ENTRIES PROVIDED —
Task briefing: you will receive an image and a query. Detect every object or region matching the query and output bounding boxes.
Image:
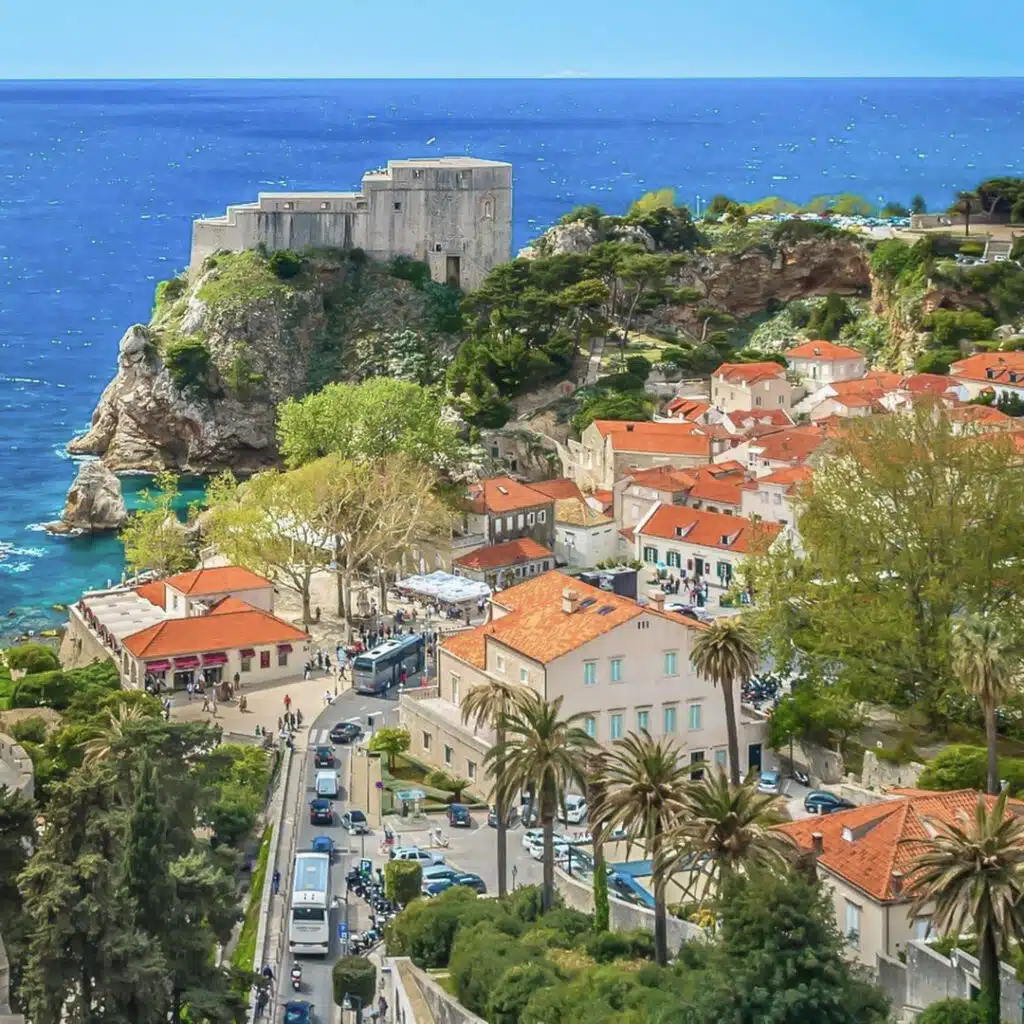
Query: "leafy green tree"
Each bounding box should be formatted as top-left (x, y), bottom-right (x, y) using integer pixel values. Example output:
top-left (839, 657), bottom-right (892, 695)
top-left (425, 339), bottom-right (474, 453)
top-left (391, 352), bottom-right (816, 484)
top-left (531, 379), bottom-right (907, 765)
top-left (908, 793), bottom-right (1024, 1024)
top-left (692, 871), bottom-right (889, 1024)
top-left (484, 690), bottom-right (594, 910)
top-left (590, 732), bottom-right (689, 965)
top-left (367, 726), bottom-right (411, 771)
top-left (278, 377), bottom-right (465, 470)
top-left (384, 860), bottom-right (423, 906)
top-left (331, 956), bottom-right (377, 1008)
top-left (746, 403), bottom-right (1024, 725)
top-left (121, 473), bottom-right (195, 574)
top-left (691, 615), bottom-right (761, 785)
top-left (952, 615), bottom-right (1021, 796)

TASK DIRECTIONS — Rewrite the records above with "leafy green tree" changed to "tall palm tree" and everything else kept the same, leaving out the pictures.

SOLUTION TO THIS EXERCISE —
Task briefing: you will receive an image and a query. Detect every object or region matching the query and output bounding boxes.
Image:
Query: "tall palm tree"
Each bounding box should be formatted as top-left (x, y), bottom-right (x, y) using integer pixel values. Example output:
top-left (839, 657), bottom-right (892, 695)
top-left (425, 339), bottom-right (474, 453)
top-left (391, 352), bottom-right (816, 484)
top-left (531, 379), bottom-right (907, 765)
top-left (908, 793), bottom-right (1024, 1024)
top-left (692, 871), bottom-right (889, 1024)
top-left (484, 690), bottom-right (594, 910)
top-left (590, 732), bottom-right (689, 965)
top-left (367, 726), bottom-right (411, 771)
top-left (278, 377), bottom-right (465, 470)
top-left (384, 860), bottom-right (423, 906)
top-left (331, 956), bottom-right (377, 1008)
top-left (746, 403), bottom-right (1024, 725)
top-left (121, 473), bottom-right (195, 574)
top-left (691, 615), bottom-right (761, 785)
top-left (952, 615), bottom-right (1021, 796)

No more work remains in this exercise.